[Stored data entries]
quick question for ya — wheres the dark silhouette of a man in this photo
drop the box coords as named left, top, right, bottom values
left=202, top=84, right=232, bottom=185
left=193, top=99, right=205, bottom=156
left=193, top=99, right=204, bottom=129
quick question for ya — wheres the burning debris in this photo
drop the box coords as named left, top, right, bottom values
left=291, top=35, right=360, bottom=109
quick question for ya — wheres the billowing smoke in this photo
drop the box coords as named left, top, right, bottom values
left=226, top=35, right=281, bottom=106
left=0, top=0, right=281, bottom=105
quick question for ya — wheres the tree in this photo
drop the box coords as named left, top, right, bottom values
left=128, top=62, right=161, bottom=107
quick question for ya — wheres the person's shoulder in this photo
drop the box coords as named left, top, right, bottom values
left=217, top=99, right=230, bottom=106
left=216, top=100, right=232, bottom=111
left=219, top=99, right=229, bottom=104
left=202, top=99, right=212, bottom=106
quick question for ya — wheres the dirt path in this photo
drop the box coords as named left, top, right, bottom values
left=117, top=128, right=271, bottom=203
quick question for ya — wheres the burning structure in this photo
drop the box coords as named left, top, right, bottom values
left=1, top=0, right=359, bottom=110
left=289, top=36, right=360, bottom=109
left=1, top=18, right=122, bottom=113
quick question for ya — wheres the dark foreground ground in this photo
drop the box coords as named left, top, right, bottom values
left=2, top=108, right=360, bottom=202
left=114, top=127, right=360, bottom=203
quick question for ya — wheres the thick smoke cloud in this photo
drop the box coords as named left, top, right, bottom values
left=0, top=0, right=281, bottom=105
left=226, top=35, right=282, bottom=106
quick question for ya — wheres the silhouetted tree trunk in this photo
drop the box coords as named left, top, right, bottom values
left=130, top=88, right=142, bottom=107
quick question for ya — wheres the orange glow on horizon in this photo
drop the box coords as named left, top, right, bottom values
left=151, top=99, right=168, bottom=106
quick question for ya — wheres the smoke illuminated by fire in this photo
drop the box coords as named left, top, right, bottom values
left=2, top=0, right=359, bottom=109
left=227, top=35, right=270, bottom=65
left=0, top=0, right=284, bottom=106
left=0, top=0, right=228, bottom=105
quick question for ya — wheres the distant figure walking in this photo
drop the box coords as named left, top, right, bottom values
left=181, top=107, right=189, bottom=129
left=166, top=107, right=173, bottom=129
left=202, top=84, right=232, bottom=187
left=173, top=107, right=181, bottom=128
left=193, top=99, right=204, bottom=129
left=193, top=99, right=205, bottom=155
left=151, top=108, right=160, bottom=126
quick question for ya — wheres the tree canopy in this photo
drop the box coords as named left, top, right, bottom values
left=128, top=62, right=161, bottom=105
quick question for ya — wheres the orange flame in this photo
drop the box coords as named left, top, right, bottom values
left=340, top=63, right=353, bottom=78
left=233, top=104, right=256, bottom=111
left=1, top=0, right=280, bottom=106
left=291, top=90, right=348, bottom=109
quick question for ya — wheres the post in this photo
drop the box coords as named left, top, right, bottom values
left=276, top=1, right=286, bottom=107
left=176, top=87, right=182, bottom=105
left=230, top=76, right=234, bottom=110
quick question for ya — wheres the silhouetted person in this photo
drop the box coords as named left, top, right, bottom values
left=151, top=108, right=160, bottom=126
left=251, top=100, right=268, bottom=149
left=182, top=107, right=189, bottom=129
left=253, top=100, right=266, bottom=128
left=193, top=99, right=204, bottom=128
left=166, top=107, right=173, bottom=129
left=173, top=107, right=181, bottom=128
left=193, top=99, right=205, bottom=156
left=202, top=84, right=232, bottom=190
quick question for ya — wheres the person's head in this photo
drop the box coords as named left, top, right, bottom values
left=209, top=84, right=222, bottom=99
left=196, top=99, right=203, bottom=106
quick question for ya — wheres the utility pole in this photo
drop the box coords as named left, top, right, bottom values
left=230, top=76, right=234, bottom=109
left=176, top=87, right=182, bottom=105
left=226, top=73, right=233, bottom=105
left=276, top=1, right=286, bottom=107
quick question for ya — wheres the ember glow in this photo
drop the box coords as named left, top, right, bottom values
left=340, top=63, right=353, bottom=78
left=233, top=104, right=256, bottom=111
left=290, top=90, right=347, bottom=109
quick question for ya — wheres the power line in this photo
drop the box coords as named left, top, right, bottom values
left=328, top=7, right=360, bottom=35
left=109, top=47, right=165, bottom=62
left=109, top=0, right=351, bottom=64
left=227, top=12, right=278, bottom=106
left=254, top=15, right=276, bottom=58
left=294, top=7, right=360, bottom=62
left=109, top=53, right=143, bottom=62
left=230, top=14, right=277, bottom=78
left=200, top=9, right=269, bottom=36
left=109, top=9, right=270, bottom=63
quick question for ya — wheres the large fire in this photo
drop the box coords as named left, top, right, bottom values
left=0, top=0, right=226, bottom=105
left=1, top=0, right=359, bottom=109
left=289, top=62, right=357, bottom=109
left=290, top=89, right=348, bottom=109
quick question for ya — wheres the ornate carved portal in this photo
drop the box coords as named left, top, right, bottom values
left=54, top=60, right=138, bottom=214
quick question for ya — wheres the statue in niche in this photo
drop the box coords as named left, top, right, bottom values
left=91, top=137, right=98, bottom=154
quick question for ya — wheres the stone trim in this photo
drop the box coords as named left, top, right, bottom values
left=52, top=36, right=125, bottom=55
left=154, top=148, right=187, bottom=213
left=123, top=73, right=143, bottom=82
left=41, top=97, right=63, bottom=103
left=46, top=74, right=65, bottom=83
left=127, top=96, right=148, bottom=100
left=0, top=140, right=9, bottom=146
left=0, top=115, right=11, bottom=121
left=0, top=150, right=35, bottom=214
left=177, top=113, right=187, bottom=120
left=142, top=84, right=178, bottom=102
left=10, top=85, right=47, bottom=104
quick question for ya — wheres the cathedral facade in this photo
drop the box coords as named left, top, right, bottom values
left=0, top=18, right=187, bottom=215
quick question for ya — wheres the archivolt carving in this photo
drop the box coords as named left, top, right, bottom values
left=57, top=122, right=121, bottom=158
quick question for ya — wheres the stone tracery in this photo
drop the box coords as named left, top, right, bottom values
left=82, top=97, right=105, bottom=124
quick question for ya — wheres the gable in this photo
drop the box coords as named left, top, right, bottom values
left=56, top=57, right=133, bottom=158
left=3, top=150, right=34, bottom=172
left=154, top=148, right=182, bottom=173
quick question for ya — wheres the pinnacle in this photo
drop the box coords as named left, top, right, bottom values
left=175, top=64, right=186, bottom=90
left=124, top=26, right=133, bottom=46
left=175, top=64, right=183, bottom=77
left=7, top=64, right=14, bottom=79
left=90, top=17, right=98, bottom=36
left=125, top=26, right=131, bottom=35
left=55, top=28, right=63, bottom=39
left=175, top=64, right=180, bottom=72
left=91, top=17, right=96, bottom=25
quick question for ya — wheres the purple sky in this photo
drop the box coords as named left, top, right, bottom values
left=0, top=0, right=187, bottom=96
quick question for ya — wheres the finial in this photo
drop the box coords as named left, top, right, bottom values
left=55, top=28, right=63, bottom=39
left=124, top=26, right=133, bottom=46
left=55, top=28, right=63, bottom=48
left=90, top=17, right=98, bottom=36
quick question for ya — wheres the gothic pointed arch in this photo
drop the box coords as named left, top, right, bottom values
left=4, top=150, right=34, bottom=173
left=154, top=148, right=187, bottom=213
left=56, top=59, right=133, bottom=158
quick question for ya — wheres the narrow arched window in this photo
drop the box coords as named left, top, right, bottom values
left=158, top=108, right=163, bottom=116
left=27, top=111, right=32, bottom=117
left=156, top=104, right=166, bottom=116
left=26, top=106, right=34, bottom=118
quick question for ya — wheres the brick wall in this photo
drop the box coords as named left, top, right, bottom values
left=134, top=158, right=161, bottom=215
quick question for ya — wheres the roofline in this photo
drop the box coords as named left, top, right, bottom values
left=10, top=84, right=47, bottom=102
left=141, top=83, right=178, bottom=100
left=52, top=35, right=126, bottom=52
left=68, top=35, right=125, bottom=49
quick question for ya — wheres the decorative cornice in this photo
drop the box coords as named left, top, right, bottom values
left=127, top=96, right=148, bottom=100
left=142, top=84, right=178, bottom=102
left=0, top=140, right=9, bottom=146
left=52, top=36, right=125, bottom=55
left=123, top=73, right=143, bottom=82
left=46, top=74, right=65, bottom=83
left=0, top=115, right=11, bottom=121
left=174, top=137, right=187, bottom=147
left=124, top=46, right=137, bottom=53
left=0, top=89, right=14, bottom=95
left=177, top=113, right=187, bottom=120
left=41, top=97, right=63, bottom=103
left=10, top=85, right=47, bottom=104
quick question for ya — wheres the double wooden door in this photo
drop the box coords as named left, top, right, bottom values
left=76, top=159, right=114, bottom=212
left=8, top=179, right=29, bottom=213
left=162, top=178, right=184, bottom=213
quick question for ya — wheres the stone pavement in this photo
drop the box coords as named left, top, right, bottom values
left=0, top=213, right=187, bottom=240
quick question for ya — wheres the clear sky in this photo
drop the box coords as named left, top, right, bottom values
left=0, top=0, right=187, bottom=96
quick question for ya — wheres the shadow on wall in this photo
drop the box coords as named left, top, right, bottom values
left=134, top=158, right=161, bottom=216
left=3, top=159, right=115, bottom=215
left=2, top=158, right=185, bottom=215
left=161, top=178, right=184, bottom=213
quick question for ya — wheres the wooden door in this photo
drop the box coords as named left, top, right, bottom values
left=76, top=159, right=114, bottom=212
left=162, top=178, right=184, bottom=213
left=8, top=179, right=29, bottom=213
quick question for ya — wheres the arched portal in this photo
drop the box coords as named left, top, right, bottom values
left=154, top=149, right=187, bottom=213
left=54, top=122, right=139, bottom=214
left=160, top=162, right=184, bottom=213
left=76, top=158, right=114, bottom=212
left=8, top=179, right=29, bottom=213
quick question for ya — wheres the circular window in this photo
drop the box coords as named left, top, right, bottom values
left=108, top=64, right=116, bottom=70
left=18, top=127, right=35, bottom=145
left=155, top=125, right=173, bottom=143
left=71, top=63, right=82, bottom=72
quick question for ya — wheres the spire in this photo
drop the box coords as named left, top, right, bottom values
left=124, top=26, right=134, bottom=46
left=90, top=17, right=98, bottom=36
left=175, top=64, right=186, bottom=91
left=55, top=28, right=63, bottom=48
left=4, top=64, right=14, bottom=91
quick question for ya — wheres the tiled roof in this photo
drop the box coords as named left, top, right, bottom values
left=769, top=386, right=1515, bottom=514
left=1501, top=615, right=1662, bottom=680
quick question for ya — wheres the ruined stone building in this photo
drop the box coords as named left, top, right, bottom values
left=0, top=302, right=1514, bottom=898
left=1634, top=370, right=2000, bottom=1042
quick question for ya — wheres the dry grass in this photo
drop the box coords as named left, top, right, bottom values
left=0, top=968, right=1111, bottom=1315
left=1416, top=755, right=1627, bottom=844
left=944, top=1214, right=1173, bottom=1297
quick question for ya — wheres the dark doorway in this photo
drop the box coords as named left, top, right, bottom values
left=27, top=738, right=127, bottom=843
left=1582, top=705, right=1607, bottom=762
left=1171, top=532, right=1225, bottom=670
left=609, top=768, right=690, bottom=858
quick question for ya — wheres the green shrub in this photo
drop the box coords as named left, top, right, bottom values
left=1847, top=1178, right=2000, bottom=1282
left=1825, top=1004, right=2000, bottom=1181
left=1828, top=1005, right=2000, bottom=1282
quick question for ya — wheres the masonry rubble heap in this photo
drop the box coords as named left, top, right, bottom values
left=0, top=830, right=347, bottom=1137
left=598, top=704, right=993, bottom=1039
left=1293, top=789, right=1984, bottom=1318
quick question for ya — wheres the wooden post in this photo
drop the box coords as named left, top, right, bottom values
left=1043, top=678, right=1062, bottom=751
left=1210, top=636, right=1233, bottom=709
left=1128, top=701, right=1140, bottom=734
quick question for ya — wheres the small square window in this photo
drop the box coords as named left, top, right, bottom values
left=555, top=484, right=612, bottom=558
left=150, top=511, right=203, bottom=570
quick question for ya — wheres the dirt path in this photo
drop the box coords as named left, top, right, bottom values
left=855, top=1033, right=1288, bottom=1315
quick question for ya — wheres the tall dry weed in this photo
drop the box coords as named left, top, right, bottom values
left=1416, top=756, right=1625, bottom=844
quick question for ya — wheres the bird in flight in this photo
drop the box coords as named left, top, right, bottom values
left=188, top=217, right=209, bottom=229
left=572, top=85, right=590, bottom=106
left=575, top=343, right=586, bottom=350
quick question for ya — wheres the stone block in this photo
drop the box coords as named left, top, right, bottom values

*THE PROBLEM*:
Looking at each line of the records, count the ones where the word "person" appears, and report only the count.

*RESPONSE*:
3